▶ SHORT TASK
In the variable acceleration thread below, what does the reply say the conditions x(0)=z(0)=0 mean?

1. ## variable acceleration

Hey just wondering of anyone could help me out.
This is my problem.
Variable acceleration.
when x has a dot on top of it i will call it z
A vehicle has acceleration f(t)=a/(1+t)^n, where a>0, n>1(n≠2) are constants. Find z(t) and then x(t), given that x(0)=z(0)=0; what is the maximum speed that can be attained?

2. Originally Posted by gray
Hey just wondering of anyone could help me out.
This is my problem.
Variable acceleration.
when x has a dot on top of it i will call it z
A vehicle has acceleration f(t)=a/(1+t)^n, where a>0, n>1(n≠2) are constants. Find z(t) and then x(t), given that x(0)=z(0)=0; what is the maximum speed that can be attained?
if $f(t)$ is your acceleration then it is the second time derivative of $x$, so you've got to integrate to get your $z(t)$then integrate again to get $x(t)$ $x(t)=\int\int f(t) dtdt = \int z(t) dt$. You can then construct the equation of motion using your velocity and displacement (there's a few ways to go about this lot) and the $x(0)=z(0)=0$ says there is no displacement or velocity at the origin and these are the boundary conditions you have to put into your equation to get the solution you want....

good luck!

▶ DATA SUPPLIED
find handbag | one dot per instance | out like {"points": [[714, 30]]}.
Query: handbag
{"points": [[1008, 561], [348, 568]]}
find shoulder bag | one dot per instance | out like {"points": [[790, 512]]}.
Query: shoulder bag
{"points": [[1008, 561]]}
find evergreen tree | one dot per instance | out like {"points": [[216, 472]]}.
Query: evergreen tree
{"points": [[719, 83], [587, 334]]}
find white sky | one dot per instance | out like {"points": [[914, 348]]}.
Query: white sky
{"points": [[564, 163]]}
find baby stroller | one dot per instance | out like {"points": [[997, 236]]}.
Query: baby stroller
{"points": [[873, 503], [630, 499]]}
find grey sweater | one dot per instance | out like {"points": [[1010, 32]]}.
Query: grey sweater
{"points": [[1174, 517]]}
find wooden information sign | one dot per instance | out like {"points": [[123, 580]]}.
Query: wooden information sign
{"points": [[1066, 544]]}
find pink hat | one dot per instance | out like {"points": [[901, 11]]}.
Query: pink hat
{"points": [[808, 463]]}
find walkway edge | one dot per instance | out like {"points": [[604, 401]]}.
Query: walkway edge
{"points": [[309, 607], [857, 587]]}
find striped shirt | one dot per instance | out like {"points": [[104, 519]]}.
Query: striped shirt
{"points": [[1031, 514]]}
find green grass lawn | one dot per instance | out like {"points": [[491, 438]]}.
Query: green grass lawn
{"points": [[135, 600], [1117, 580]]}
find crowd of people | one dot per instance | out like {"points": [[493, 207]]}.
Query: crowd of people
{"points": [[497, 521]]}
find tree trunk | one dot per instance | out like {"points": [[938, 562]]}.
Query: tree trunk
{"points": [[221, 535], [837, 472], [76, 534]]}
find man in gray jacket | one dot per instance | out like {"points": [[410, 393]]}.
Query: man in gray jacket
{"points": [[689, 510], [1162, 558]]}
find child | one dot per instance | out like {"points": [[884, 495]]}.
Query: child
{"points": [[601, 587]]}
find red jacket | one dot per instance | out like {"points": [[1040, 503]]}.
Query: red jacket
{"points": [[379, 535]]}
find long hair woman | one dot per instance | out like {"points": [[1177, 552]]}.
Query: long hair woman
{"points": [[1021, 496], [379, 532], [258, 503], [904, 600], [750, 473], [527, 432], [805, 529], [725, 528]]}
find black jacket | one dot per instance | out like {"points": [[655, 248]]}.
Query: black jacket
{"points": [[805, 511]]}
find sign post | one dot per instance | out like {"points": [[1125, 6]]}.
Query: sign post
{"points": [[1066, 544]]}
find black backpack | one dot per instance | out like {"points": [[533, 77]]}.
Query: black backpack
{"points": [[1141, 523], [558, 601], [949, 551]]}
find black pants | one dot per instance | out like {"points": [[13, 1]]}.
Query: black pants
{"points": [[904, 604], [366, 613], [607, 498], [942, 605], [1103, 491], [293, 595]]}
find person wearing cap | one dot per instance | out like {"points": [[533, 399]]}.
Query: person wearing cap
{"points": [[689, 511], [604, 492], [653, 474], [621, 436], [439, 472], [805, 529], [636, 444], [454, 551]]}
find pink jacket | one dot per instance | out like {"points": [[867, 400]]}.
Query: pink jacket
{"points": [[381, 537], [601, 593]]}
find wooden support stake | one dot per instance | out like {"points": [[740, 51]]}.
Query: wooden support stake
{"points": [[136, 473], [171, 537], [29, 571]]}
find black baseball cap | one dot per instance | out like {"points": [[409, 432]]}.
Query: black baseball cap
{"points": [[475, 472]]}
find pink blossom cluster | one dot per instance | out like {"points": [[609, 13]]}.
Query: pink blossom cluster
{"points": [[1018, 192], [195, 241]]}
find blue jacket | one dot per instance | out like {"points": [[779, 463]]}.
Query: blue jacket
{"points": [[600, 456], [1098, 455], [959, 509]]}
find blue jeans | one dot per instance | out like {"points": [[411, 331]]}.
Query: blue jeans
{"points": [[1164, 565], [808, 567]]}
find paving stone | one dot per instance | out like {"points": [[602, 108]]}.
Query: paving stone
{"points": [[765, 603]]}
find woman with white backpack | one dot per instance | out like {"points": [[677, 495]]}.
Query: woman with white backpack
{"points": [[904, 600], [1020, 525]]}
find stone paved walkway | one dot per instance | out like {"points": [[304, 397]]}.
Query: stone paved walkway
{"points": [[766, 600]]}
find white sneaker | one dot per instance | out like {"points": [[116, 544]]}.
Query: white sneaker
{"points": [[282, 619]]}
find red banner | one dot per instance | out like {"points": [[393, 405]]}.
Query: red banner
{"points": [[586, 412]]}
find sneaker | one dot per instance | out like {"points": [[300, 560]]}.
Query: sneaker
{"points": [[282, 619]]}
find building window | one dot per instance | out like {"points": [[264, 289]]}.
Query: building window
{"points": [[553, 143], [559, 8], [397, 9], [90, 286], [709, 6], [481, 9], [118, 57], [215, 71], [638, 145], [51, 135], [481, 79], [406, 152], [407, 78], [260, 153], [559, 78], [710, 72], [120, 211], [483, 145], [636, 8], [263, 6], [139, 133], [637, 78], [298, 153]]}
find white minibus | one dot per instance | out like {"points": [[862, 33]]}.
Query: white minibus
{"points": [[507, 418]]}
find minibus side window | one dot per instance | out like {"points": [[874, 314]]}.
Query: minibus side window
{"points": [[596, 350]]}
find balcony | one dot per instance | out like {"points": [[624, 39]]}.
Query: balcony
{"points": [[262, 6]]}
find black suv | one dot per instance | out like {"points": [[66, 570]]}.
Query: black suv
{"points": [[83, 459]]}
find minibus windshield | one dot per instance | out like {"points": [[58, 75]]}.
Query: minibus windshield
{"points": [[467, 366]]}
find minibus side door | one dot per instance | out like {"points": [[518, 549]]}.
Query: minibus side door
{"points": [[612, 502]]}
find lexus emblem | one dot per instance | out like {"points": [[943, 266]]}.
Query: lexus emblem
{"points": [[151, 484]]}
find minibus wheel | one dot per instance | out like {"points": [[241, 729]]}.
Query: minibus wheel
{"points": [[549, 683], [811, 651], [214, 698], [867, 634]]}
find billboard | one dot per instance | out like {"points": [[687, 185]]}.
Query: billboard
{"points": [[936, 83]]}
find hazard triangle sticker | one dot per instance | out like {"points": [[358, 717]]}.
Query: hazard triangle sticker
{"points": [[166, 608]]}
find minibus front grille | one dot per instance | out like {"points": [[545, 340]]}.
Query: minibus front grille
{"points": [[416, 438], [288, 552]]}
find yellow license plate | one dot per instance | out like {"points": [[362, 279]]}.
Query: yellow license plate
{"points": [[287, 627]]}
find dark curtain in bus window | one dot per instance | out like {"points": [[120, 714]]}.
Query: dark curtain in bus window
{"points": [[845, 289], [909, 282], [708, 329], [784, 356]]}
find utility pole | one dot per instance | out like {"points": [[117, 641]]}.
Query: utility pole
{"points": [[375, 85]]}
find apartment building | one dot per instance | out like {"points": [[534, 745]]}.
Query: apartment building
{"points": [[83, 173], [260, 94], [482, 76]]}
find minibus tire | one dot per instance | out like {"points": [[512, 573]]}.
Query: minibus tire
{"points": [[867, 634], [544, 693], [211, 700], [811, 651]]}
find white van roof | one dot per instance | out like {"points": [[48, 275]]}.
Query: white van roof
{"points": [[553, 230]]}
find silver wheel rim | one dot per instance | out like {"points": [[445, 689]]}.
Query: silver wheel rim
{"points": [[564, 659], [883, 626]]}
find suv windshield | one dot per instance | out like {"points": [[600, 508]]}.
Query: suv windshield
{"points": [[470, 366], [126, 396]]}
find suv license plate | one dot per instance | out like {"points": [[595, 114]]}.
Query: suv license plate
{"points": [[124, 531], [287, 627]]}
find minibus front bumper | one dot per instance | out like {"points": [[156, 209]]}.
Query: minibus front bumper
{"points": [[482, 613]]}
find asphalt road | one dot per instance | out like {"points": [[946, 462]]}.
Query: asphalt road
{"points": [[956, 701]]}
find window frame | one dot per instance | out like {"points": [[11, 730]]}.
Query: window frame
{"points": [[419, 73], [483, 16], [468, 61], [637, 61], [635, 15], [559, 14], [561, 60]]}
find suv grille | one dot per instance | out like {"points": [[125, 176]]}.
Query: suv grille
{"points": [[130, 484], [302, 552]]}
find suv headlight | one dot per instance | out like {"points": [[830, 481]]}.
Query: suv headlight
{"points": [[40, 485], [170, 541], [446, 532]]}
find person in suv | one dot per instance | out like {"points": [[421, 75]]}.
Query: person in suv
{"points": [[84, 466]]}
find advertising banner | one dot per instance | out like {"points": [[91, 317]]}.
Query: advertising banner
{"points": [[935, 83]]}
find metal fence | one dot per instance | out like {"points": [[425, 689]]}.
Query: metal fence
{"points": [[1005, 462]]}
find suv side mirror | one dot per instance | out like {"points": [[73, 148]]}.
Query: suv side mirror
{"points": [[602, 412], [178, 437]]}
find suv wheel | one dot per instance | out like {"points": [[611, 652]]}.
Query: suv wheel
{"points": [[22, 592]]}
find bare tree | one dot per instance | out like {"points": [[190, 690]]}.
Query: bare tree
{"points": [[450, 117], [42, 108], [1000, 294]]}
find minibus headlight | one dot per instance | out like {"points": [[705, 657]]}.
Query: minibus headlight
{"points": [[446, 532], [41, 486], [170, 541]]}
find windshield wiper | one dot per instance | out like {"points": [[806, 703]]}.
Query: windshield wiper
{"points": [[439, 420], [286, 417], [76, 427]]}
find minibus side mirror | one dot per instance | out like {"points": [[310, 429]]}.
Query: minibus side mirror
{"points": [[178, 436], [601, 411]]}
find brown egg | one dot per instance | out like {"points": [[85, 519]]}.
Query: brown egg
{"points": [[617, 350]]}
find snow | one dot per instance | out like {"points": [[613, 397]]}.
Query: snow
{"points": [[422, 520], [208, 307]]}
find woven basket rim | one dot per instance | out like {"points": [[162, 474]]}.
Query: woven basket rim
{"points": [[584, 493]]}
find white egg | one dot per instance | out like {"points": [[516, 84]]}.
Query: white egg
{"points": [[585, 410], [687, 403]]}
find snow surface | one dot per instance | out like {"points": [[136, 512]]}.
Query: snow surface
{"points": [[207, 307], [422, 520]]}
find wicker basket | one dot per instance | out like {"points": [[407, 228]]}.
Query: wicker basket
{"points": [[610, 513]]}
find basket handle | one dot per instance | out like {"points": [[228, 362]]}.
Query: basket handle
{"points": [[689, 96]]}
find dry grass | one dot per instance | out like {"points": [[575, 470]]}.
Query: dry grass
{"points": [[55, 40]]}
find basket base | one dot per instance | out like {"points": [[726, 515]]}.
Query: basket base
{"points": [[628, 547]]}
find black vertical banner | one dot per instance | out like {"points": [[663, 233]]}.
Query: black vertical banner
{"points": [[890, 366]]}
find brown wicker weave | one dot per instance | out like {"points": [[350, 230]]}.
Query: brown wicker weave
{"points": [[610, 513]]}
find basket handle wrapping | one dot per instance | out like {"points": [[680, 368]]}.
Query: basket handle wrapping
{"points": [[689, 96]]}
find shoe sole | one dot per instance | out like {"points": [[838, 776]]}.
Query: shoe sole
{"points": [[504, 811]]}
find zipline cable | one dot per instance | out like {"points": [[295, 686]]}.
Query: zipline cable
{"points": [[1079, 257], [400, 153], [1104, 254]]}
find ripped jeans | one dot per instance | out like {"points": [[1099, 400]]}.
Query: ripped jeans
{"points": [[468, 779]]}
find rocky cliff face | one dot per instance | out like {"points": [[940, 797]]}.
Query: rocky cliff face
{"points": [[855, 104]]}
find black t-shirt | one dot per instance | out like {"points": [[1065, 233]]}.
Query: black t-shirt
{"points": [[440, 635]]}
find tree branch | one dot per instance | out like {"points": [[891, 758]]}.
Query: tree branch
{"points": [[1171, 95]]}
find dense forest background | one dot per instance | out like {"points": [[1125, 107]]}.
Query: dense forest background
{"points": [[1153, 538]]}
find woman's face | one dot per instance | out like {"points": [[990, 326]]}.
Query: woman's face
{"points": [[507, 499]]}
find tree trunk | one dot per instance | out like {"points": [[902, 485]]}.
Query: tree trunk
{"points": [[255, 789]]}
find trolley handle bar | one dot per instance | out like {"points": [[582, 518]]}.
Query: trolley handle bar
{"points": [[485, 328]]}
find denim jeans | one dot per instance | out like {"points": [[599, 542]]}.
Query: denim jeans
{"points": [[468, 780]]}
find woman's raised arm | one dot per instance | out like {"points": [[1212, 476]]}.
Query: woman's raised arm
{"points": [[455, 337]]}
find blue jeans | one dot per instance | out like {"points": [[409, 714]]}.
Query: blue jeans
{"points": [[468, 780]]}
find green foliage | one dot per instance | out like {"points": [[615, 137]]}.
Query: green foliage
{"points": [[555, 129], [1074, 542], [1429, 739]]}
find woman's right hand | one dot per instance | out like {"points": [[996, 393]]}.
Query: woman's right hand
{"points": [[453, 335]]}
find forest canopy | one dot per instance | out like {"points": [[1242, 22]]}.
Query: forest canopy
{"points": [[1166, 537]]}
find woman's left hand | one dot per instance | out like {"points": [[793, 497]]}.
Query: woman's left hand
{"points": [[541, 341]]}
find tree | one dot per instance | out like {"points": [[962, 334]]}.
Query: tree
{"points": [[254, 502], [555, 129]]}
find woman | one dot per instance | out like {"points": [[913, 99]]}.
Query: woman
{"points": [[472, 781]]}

▶ ANSWER FOR THE TASK
They mean there is no displacement or velocity at the origin.